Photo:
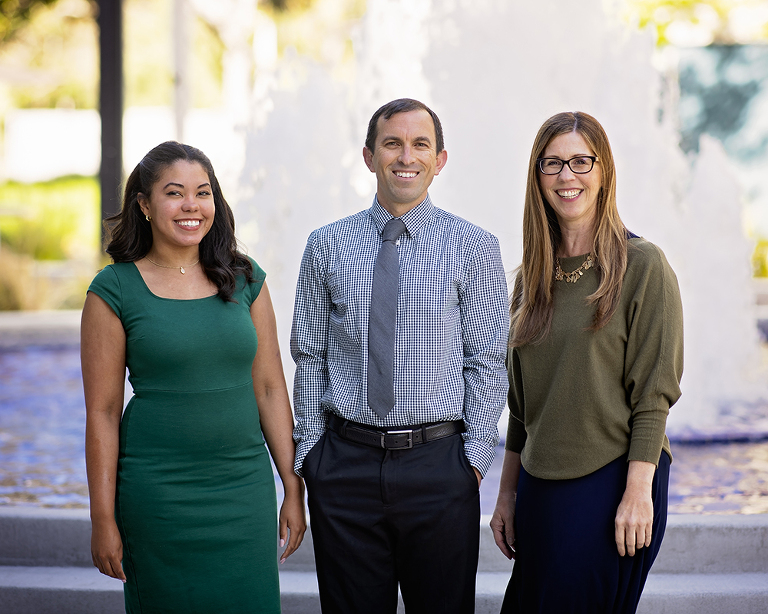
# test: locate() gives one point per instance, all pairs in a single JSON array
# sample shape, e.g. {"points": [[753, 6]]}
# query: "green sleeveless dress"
{"points": [[195, 504]]}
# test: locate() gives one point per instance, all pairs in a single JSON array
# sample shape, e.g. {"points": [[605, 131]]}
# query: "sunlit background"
{"points": [[278, 94]]}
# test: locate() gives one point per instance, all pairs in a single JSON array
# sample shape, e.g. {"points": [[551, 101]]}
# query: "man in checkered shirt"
{"points": [[394, 499]]}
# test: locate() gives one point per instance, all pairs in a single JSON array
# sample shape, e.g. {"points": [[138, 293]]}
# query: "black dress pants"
{"points": [[383, 517]]}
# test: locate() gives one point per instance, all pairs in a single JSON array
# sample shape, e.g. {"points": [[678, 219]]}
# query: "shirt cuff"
{"points": [[302, 449], [479, 454]]}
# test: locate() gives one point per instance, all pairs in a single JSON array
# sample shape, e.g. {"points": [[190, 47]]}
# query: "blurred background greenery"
{"points": [[50, 231]]}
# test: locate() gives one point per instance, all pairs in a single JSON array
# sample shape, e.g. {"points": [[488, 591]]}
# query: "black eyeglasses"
{"points": [[579, 165]]}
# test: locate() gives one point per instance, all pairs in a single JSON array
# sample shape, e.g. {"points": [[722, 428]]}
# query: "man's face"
{"points": [[404, 159]]}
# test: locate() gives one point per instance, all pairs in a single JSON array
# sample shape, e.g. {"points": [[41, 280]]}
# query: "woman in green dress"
{"points": [[183, 505]]}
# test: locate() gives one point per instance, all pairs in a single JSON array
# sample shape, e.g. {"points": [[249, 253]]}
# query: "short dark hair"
{"points": [[129, 235], [402, 105]]}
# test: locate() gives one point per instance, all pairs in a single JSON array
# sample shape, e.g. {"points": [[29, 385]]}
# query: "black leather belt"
{"points": [[393, 439]]}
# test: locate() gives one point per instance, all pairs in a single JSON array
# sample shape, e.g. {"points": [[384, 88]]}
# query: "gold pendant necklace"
{"points": [[181, 268], [573, 276]]}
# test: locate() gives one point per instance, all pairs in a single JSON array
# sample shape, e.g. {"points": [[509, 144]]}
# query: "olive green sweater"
{"points": [[580, 399]]}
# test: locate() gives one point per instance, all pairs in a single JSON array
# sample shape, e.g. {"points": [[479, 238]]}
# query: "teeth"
{"points": [[568, 193]]}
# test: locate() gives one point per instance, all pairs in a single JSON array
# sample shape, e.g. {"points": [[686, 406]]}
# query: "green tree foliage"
{"points": [[14, 14], [715, 15]]}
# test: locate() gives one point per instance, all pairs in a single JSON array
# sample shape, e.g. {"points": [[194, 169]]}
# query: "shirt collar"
{"points": [[413, 220]]}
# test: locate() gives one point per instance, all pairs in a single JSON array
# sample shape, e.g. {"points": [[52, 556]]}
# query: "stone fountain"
{"points": [[494, 71]]}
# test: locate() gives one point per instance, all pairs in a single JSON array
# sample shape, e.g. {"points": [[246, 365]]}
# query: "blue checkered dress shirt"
{"points": [[452, 327]]}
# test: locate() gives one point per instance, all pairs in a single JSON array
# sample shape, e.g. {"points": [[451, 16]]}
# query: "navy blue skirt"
{"points": [[567, 561]]}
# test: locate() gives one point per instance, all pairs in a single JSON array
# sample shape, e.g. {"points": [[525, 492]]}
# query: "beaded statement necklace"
{"points": [[573, 276]]}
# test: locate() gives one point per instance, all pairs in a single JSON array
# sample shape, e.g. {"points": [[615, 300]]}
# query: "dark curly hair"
{"points": [[129, 235]]}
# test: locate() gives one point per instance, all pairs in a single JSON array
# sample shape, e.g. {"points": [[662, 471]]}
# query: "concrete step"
{"points": [[76, 590]]}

• **What the exercise asks**: Copy the data character for character, but drop all pictures from the copy.

• **Written response**:
Photo:
# test: locate() gives one point per instance, all pairs in a single JSON array
# sample shape, e.g. {"points": [[753, 6]]}
# query: "green sleeveless dress"
{"points": [[195, 504]]}
# test: locate() gives one point per instance, all pairs in a single JSON array
# sample shape, e.g. {"points": [[605, 131]]}
# query: "sunlit background"
{"points": [[278, 94]]}
# test: locate() gives one point per instance, all pairs in a single JSON array
# sample shape, e.g. {"points": [[551, 101]]}
# query: "man in checkered shirt"
{"points": [[394, 499]]}
# test: locate() gives one point per instance, all pairs in a single JSON array
# sample shape, e.g. {"points": [[138, 293]]}
# query: "black dress pants"
{"points": [[383, 517]]}
# test: locate() gives one point per instance, all pairs in a single JSON array
# sample shape, e.g. {"points": [[678, 219]]}
# query: "shirt cuff"
{"points": [[302, 449], [479, 454]]}
# test: locate() gives one point per instance, all pairs in a single JSON array
# sample shape, e.g. {"points": [[190, 47]]}
# query: "blurred background greenery"
{"points": [[50, 231]]}
# test: locate() gives one point per instance, all pairs in a single JSON array
# sample shape, e.g. {"points": [[488, 591]]}
# query: "black eyeglasses"
{"points": [[579, 165]]}
# test: locate() gives one point per instance, all pairs in a single JSON array
# sample shape, e.g. {"points": [[722, 428]]}
# query: "man's face"
{"points": [[404, 159]]}
# test: locate() gives one point per instance, all pairs in a single JSON array
# sample shape, e.g. {"points": [[41, 280]]}
# query: "woman in green dress"
{"points": [[183, 505]]}
# test: locate() gives one point per instance, all pairs in a single JSON array
# sample shape, e.g. {"points": [[249, 253]]}
# query: "short dark hair"
{"points": [[129, 235], [402, 105]]}
# test: locate() gives one point per instance, all pairs in a single JSON array
# sample shape, e.g. {"points": [[29, 385]]}
# query: "black leather belt"
{"points": [[393, 439]]}
# test: locate() gives one point per instance, all pairs in a single JSON array
# sample shape, e.g. {"points": [[384, 88]]}
# query: "gold pendant necklace"
{"points": [[181, 268], [573, 276]]}
# test: locate() gives one point per instance, all pairs in a single JSON array
# sample shape, e.g. {"points": [[509, 144]]}
# query: "olive green sweater"
{"points": [[580, 399]]}
# test: locate() gives one point per instance, all pairs in a single JSON array
# sample shape, e.g. {"points": [[479, 238]]}
# query: "teeth"
{"points": [[568, 193]]}
# test: locate() gives one point per instance, all pairs in a single JSON array
# sample shape, e.g. {"points": [[686, 406]]}
# query: "green tree foliage"
{"points": [[14, 14], [715, 15]]}
# test: locate() gives one point per instance, all pairs in a single JSON array
# sample shape, e.g. {"points": [[194, 169]]}
# query: "shirt collar"
{"points": [[413, 220]]}
# test: locate() gives one point per instance, all pairs in a single JSON array
# sample shape, e.g. {"points": [[52, 556]]}
# query: "stone fountain"
{"points": [[494, 71]]}
# test: locate() gives one point per instance, all pairs in a single JSON array
# sample shape, e.g. {"points": [[246, 365]]}
# query: "blue checkered dress shirt"
{"points": [[452, 327]]}
# test: locate() gives one point per instance, all pairs in a single JSON array
# sample shape, e.g. {"points": [[451, 16]]}
# query: "navy blue skirt"
{"points": [[567, 561]]}
# test: locate() gives one point per instance, all pairs in a single JSON array
# sample shape, e.g. {"points": [[525, 492]]}
# query: "beaded statement necklace"
{"points": [[573, 276]]}
# test: locate() gives one point per instance, all pairs in a single JSON array
# sample shape, e.g. {"points": [[615, 300]]}
# query: "dark curly hair"
{"points": [[129, 235]]}
# test: locate() gives one point per instance, all pairs in a single JSON array
# sample shape, e.g. {"points": [[662, 471]]}
# query: "concrete step"
{"points": [[76, 590]]}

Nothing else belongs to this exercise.